• PROBLÈME À RÉSOUDRE: Rédigez la suite du texte consacré aux frais restant à la charge des malades du cancer, en reprenant après sa dernière phrase.

**** TEXTE EXTRAIT ****

Chargée de mission à la Ligue contre le cancer, Camille Flavigny entend souvent les malades avouer qu’en définitive leurs difficultés ont moins commencé avec leur traitement qu’avec leurs premières factures, puis se sont poursuivies avec les embarras administratifs pour s’en sortir financièrement. Près d’une personne soignée d’un cancer sur deux déclare ainsi devoir faire face à des restes à charge. Les deux tiers les évaluent à au moins 1 000 euros en tout.
Des coûts incompréhensibles
Outre la panique que cela peut provoquer chez certains malades (en particulier chez les plus précaires), ces coûts sont source d’une grande incompréhension : « Les personnes se retrouvent démunies alors qu’elles pensaient leurs soins intégralement pris en charge par la Sécurité sociale, puisqu’elles sont en affection longue durée (ALD). »
« Les patients ne comprennent pas toujours ce que recouvre l’ALD. Certains imaginent même pouvoir résilier leur mutuelle », confirme Laure Duhin, assistante sociale au centre de lutte contre le cancer Léon-Bérard, à Lyon. Elle s’empresse de les en dissuader et s’évertue aussi à en faire souscrire une à ceux qui n’en ont pas. Mais il est vrai aussi que le dispositif ALD n’est pas très lisible, quand on ne maîtrise pas les subtilités de langage de l’assurance maladie.

**** DONNÉES FOURNIES ****

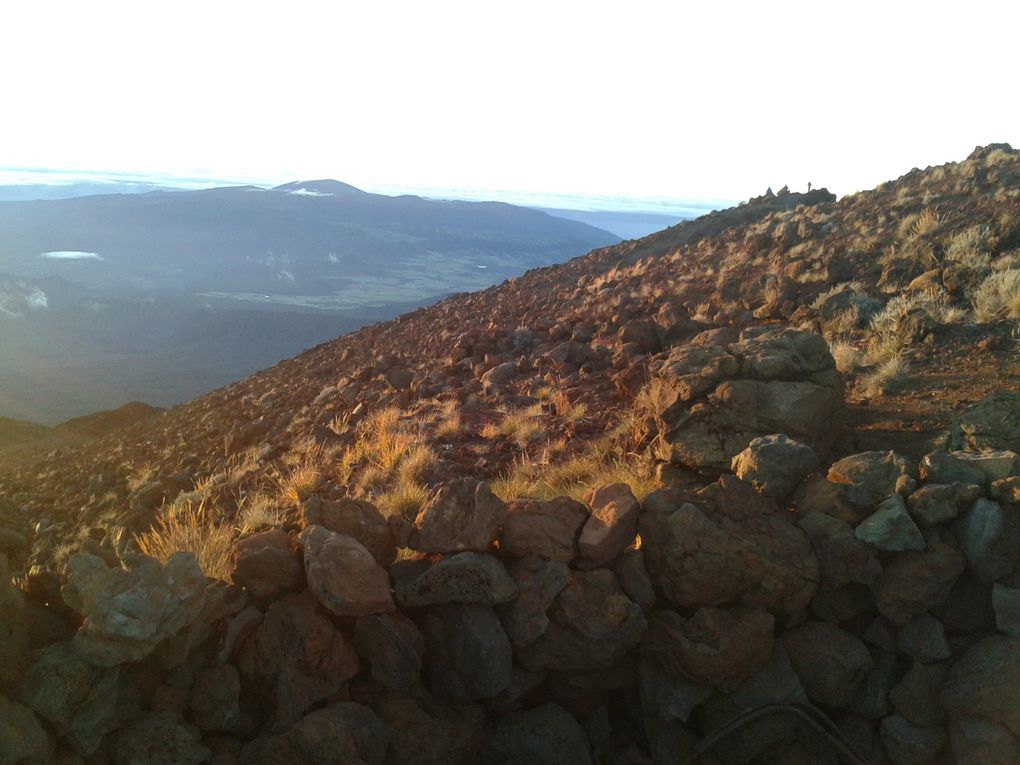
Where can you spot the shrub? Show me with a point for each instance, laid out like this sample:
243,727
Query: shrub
190,528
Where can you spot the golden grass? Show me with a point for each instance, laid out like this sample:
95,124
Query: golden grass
189,527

****

• RÉSULTAT OBTENU:
Illisible prise en charge
Le cancer figure bel et bien dans la liste des affections de longue durée dites exonérantes. À ce titre, il ouvre droit à une prise en charge dite intégrale des traitements. Dès lors que le formulaire détaillant diagnostic et protocole de soins a dûment été adressé par le médecin traitant à la caisse primaire d’assurance maladie, l’ALD est accordée, dans un délai de deux à quatre semaines, avec effet rétroactif pour les frais engagés dans l’intervalle (à condition d’en avoir conservé les factures).
Le problème réside dans ce qu’il faut entendre par prise en charge intégrale. Concrètement, cela signifie qu’un assuré social n’a à débourser aucun centime de sa poche pour se faire opérer d’une tumeur ou recevoir son traitement de chimiothérapie ou de radiothérapie. Il ne connaîtra même pas le prix de ces soins. Donc pas besoin d’hypothéquer sa maison ou de plonger dans le trafic de drogue comme le héros de la série Breaking Bad pour être soigné. Le système de protection sociale français a ça de très bien. Seulement, le diable se niche dans les détails…
Remboursé à 100% ?
Sur son site, la Caisse nationale d’assurance maladie (Cnam) indique que, même en ALD, « certains frais restent à votre charge ». Et de lister toute une série de forfaits, franchises et parts non remboursées sur les nuits d’hôpital, les boîtes de médicaments1, les consultations2, les transports, etc.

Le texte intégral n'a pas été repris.